Отрывок:
== == ==

Несколько выше мной было замечено, что по соображении постановлений Положения о видах на жительство можно предполагать, что у нас каждое лицо обязано припиской в каком-либо месте; но, несмотря на это, закон наш, однако же, предвидит возможность и таких случаев, когда лицо может и не иметь постоянного местожительства и, притом, не иметь такого местожительства именно по приписке, что видно из того, что по отношению определения гражданских прав таких лиц на имущество движимое в правиле 1284 ст. X т. постановлено, что права их на распоряжение этим имуществом должны быть определяемы по общим законам Империи, даже, как надо полагать, судя по месту, занимаемому этой статьей, и в тех случаях, когда бы лица эти пребывали и в губерниях или областях, на особых правах состоящих. Доказательством тому, что в правиле [146]этой статьи имелось в виду указать на определение прав таких лиц, которые не имеют постоянного местожительства именно по приписке, а не местожительства фактического, не может не служить, во-1-х, то обстоятельство, что в статьях предыдущих, в противоположность этой статье, говорится об определении лиц по соображении именно места их приписки, а во-2-х, то обстоятельство, что в правиле самой этой статьи лица, не имеющие местожительства, сравниваются по отношению определения их прав на имущество движимое с иностранцами, которые не могут, конечно, иметь в России постоянного местожительства, именно только по приписке, а никак не фактического.

== == ==

Записи:
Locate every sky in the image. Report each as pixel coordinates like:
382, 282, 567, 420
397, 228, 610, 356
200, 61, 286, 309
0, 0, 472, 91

== == ==

Ответьте по отрывку на три вопроса:
(a) По каким законам должны определяться права лиц без постоянного местожительства на распоряжение движимым имуществом?
(b) С кем сравниваются такие лица в правиле этой статьи?
(c) Что, в противоположность этой статье, берется в расчет при определении лиц в предыдущих статьях?

(a) По общим законам Империи.
(b) С иностранцами.
(c) Место их приписки.